* _Extracted information_
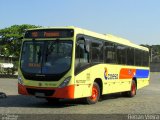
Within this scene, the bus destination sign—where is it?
[25,29,74,38]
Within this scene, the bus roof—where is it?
[28,26,149,51]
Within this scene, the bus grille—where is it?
[27,88,55,96]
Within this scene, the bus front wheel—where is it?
[128,80,137,97]
[86,82,100,104]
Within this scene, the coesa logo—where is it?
[104,68,108,80]
[104,68,118,80]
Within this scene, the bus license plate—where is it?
[35,93,45,97]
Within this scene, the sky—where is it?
[0,0,160,45]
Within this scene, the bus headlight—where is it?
[18,75,23,85]
[58,76,71,88]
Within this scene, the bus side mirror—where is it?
[78,37,90,52]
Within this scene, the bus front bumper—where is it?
[18,84,74,99]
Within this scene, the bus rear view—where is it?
[18,29,74,101]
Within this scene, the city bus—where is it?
[18,26,150,104]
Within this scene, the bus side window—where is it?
[75,40,89,68]
[104,42,117,64]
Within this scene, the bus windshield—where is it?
[20,40,72,75]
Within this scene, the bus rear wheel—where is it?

* _Stated goal_
Copy all of the records above word for word, omitting the pictures.

* _Answer in full_
Within this scene, the bus destination sign—where is it?
[25,29,74,38]
Within this scene, the bus roof—where is it?
[28,26,149,51]
Within this scene, the bus grille—where is it?
[27,88,55,96]
Within this scene, the bus front wheel—where is it?
[128,80,137,97]
[86,82,100,104]
Within this scene, the coesa logo—where is it?
[104,68,108,80]
[104,68,118,80]
Within this scene, the bus license plate—where is it?
[35,93,45,97]
Within this scene, the sky—where is it?
[0,0,160,45]
Within this scene, the bus headlight—where is it?
[18,75,23,85]
[58,76,71,88]
Within this scene, the bus side mirror—where is it?
[78,37,90,52]
Within this scene, the bus front bumper—where is it?
[18,84,74,99]
Within this scene, the bus rear view—where is it?
[18,29,74,101]
Within this scene, the city bus—where is it?
[18,26,150,104]
Within this scene, the bus side window—where is it?
[75,40,89,68]
[104,42,117,64]
Within this scene, the bus windshield—where is it?
[20,40,72,75]
Within this scene, the bus rear wheel—where is it?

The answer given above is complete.